• [Instructions to follow] Copy out, word for word, the part of the listing that opens with the line containing "I would appreciate your help locating the person" and runs through the final line of the listing.

___ Input records

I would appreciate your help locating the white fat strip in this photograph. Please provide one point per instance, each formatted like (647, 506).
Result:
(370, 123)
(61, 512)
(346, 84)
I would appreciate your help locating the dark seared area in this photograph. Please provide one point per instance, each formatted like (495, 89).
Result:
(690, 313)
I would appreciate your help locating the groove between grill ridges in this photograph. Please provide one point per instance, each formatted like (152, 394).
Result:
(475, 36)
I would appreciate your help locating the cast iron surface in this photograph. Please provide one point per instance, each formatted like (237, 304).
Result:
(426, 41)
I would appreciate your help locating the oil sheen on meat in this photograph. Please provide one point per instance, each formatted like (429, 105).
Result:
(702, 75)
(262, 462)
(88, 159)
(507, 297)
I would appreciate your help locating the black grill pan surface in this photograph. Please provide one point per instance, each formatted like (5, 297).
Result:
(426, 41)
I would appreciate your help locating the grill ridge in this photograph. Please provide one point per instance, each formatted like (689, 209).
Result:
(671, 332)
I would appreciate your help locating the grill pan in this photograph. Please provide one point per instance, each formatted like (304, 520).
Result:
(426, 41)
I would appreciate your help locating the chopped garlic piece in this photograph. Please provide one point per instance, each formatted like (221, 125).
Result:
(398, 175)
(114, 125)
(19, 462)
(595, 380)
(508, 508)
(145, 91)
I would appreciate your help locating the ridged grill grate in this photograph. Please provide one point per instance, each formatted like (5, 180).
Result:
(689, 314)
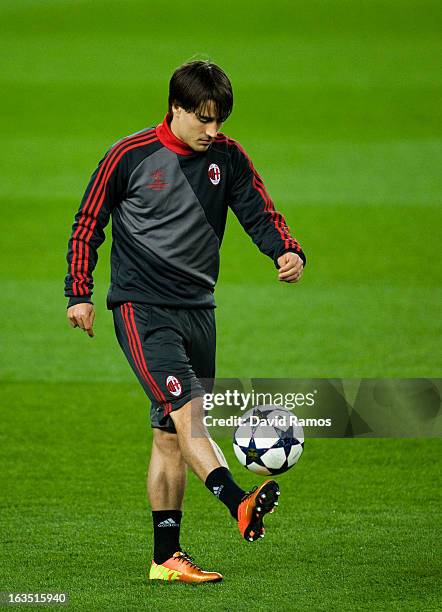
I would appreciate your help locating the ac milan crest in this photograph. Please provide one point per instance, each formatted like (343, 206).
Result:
(174, 386)
(214, 174)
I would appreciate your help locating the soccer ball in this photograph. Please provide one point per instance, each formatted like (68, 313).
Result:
(268, 440)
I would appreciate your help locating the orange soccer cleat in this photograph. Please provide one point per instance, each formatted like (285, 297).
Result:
(254, 506)
(181, 567)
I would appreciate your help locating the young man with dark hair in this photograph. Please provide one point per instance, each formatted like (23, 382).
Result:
(168, 189)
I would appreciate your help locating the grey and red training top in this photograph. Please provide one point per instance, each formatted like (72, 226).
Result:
(169, 207)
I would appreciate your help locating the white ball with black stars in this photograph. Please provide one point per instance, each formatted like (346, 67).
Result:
(268, 441)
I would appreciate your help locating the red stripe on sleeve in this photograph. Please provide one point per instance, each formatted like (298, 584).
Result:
(92, 206)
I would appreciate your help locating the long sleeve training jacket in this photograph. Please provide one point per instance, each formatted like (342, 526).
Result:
(169, 207)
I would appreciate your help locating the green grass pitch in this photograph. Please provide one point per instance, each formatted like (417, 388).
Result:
(337, 103)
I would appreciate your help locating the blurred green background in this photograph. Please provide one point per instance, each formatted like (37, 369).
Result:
(338, 103)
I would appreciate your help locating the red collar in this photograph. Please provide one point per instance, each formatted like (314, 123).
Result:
(169, 140)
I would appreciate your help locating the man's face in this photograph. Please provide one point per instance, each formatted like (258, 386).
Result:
(198, 129)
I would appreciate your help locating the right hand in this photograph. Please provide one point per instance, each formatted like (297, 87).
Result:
(82, 315)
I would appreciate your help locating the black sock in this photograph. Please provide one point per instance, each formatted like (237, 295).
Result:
(222, 485)
(166, 533)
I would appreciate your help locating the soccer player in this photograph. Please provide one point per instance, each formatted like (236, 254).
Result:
(168, 189)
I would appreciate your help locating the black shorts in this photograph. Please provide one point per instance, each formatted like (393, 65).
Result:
(169, 349)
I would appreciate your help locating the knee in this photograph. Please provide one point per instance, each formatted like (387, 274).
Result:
(166, 443)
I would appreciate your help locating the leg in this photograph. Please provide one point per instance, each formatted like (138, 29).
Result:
(197, 448)
(166, 478)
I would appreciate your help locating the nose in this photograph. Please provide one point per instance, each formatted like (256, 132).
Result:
(212, 129)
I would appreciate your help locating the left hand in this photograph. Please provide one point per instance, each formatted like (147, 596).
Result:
(291, 268)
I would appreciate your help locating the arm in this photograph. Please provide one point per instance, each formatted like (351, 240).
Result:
(255, 211)
(104, 191)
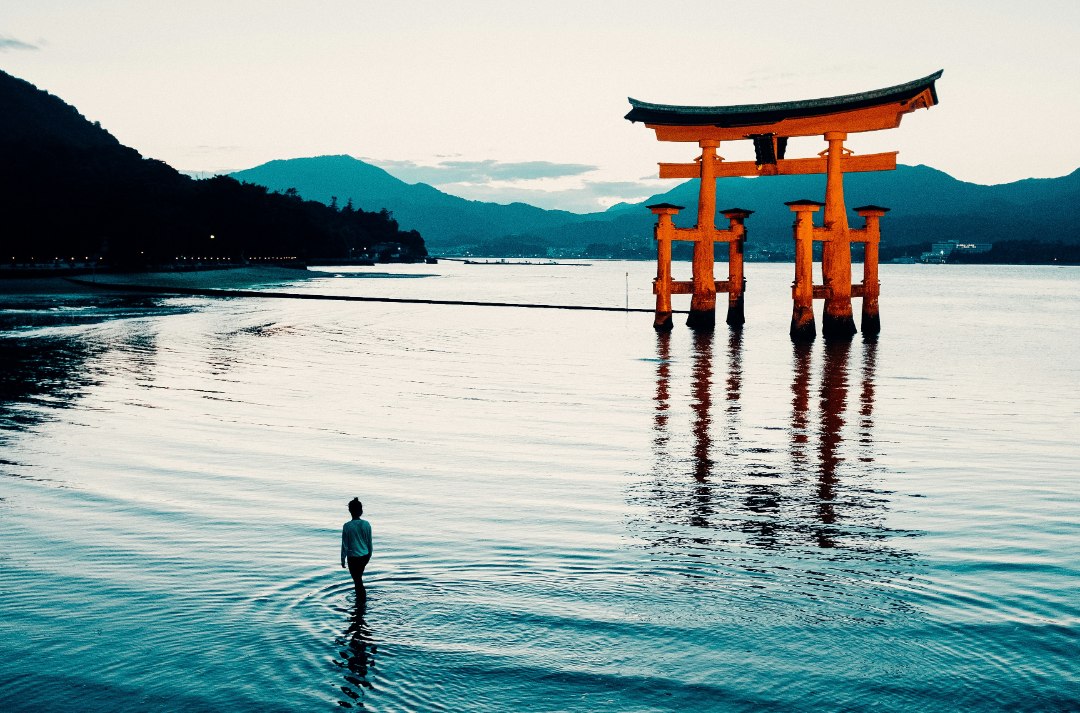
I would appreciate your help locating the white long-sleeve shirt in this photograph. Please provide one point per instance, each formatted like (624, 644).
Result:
(355, 539)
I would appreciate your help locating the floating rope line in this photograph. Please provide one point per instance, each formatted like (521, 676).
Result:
(205, 292)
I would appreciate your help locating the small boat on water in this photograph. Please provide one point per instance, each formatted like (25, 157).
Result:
(535, 263)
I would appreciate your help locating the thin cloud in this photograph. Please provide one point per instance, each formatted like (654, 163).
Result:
(480, 172)
(12, 44)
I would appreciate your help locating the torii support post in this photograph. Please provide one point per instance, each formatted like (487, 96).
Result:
(837, 321)
(702, 315)
(872, 287)
(662, 285)
(802, 324)
(737, 283)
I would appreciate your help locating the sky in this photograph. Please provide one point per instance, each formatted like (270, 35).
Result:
(505, 101)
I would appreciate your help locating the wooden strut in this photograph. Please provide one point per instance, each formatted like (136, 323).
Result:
(702, 313)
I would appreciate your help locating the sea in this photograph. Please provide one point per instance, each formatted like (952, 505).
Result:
(570, 512)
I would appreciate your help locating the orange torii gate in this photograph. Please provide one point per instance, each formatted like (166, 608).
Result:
(769, 126)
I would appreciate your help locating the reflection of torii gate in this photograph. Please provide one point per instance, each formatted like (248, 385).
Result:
(769, 126)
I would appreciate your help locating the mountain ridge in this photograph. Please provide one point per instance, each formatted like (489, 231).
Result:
(927, 205)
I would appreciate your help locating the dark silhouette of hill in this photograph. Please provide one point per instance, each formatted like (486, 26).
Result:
(444, 219)
(70, 189)
(928, 205)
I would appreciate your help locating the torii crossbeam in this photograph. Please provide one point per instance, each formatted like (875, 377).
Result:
(769, 126)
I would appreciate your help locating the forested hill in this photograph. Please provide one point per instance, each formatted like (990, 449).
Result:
(70, 189)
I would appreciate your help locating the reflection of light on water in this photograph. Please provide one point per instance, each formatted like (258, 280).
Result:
(740, 484)
(550, 507)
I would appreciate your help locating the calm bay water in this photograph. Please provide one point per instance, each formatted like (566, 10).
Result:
(570, 512)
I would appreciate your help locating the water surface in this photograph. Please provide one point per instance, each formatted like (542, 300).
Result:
(570, 512)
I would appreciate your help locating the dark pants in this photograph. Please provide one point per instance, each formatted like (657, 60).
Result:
(356, 566)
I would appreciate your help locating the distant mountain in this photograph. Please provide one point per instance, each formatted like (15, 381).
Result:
(71, 190)
(443, 219)
(927, 205)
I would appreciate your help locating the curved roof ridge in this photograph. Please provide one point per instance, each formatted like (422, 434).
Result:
(650, 112)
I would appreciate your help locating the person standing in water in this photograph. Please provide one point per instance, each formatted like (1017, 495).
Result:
(356, 543)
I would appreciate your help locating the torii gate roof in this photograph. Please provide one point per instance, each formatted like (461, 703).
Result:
(852, 112)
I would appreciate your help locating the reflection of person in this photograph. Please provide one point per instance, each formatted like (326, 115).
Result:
(356, 543)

______

• [Result of this exercise]
I would appreciate your help locating the person standing in water in this photograph. Please provide one point per instance, each formatted like (1017, 495).
Result:
(356, 543)
I would appreciate your help locating the torii gate roof in this photograph. Please provide one point per instance, each formatted like (461, 703).
Result:
(852, 112)
I would appreciate your help locating the reflection of person in this photograph. Please provide one point per instance, each formatted like (326, 115).
Result:
(356, 543)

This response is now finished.